*Task item*
Only the closing stretch of the material is wanted: the line containing "Practice step: locate the satellite" and every line after it, transcribed exactly.
* * * * * * *
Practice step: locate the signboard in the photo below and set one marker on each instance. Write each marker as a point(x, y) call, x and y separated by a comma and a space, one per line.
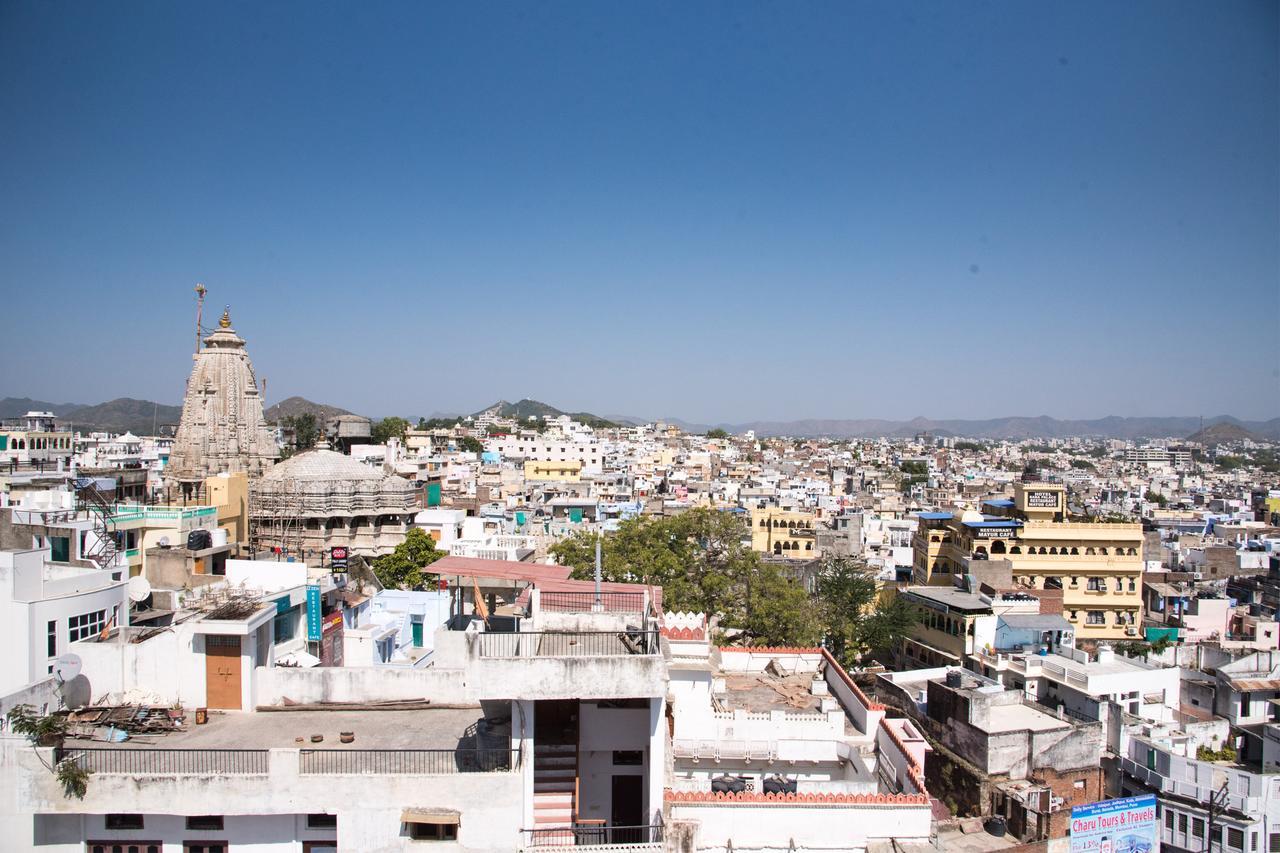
point(1116, 826)
point(312, 614)
point(338, 557)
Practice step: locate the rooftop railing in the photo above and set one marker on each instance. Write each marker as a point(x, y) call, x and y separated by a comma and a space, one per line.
point(169, 762)
point(584, 602)
point(592, 835)
point(567, 643)
point(412, 762)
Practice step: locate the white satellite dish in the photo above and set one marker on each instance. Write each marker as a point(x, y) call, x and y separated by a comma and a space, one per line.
point(138, 588)
point(67, 666)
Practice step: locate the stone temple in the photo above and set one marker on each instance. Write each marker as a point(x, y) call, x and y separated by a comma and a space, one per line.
point(222, 427)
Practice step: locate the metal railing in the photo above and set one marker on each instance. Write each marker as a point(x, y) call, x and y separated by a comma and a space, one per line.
point(407, 762)
point(584, 602)
point(567, 643)
point(590, 834)
point(169, 762)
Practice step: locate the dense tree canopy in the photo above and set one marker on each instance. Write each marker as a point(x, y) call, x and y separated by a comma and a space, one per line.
point(704, 564)
point(402, 569)
point(388, 428)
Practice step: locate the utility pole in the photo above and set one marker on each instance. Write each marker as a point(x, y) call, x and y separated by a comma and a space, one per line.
point(1216, 803)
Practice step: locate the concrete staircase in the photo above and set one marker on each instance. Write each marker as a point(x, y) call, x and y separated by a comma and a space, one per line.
point(554, 789)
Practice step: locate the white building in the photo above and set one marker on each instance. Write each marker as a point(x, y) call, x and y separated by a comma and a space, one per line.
point(45, 607)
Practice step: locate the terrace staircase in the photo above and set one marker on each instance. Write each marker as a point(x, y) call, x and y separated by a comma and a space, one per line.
point(554, 790)
point(103, 548)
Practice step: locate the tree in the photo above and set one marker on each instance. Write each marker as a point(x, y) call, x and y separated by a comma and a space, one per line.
point(402, 568)
point(703, 565)
point(388, 428)
point(855, 620)
point(49, 730)
point(306, 430)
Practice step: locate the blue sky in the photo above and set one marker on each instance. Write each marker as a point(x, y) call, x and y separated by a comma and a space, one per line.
point(718, 211)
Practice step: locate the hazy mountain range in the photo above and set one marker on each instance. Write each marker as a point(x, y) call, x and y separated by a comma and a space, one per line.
point(138, 416)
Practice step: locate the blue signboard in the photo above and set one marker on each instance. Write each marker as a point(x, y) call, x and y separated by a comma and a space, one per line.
point(1116, 826)
point(314, 614)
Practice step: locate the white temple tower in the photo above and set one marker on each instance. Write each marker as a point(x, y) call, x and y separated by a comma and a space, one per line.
point(223, 427)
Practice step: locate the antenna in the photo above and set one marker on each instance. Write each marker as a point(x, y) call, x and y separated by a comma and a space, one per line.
point(200, 309)
point(65, 667)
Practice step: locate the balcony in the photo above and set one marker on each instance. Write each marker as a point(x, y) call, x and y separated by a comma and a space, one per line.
point(588, 835)
point(567, 643)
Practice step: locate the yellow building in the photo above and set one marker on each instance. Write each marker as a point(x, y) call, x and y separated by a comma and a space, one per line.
point(1097, 566)
point(566, 470)
point(782, 533)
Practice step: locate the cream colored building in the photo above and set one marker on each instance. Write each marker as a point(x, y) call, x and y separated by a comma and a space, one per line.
point(784, 533)
point(1097, 566)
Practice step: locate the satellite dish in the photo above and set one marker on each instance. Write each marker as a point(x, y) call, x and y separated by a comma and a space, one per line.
point(67, 666)
point(140, 588)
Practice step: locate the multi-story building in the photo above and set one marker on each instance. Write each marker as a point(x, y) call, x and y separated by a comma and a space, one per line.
point(36, 439)
point(784, 533)
point(1097, 566)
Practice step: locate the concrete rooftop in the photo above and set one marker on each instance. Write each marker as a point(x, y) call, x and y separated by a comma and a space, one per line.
point(429, 729)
* * * * * * *
*Response area*
Practice step: locate the satellite dish in the photo above and set one marker on each instance. Write each marker as a point(x, y) call, x and y separated by a comma and a space, one per line.
point(67, 666)
point(140, 588)
Practice step: locate the multi-story building in the photo above and set one marker on each instance. Write each marker as a point(x, y) call, x and y separated by a comma and a space, one per line.
point(36, 439)
point(784, 533)
point(1097, 566)
Practice step: locate the concrete rooftop in the photo above and set one marker on each instance. Write each marker as a point(x, y) call, x and y separated by a comma and a space, one per line.
point(429, 729)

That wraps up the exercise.